Start

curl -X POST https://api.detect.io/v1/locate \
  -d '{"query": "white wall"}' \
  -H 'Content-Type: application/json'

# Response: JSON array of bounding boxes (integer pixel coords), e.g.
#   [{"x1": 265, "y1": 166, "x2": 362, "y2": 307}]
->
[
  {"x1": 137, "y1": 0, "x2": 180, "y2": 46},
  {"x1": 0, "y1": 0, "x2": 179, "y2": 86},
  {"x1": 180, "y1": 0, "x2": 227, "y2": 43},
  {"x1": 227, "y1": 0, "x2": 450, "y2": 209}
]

End

The problem —
Repeat the records above character for character, leaving nothing out.

Result of this task —
curl -X POST https://api.detect.io/v1/locate \
  -d '{"query": "white wall"}' \
  -H 'Content-Type: application/json'

# Response: JSON array of bounding boxes (integer pixel coords), e.g.
#   [{"x1": 265, "y1": 166, "x2": 362, "y2": 307}]
->
[
  {"x1": 137, "y1": 0, "x2": 180, "y2": 46},
  {"x1": 0, "y1": 0, "x2": 179, "y2": 86},
  {"x1": 180, "y1": 0, "x2": 227, "y2": 43},
  {"x1": 227, "y1": 0, "x2": 450, "y2": 209}
]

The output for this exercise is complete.